## Stored records

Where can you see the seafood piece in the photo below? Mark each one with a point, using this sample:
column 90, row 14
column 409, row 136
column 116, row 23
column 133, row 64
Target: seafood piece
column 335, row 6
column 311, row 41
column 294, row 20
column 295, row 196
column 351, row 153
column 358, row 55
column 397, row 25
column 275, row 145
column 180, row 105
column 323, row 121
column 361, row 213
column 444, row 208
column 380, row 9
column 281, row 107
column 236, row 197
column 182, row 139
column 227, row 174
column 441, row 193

## Short task
Copy out the lines above word for word, keeping each one unchanged.

## Final answer
Where can you see the seafood piece in the photo below? Mark each one with a point, using this sample:
column 90, row 14
column 409, row 136
column 116, row 23
column 133, row 64
Target: seafood piece
column 335, row 6
column 311, row 41
column 294, row 20
column 295, row 196
column 351, row 153
column 358, row 55
column 397, row 25
column 275, row 145
column 180, row 105
column 323, row 121
column 361, row 213
column 444, row 208
column 380, row 9
column 281, row 107
column 236, row 197
column 182, row 139
column 227, row 174
column 441, row 193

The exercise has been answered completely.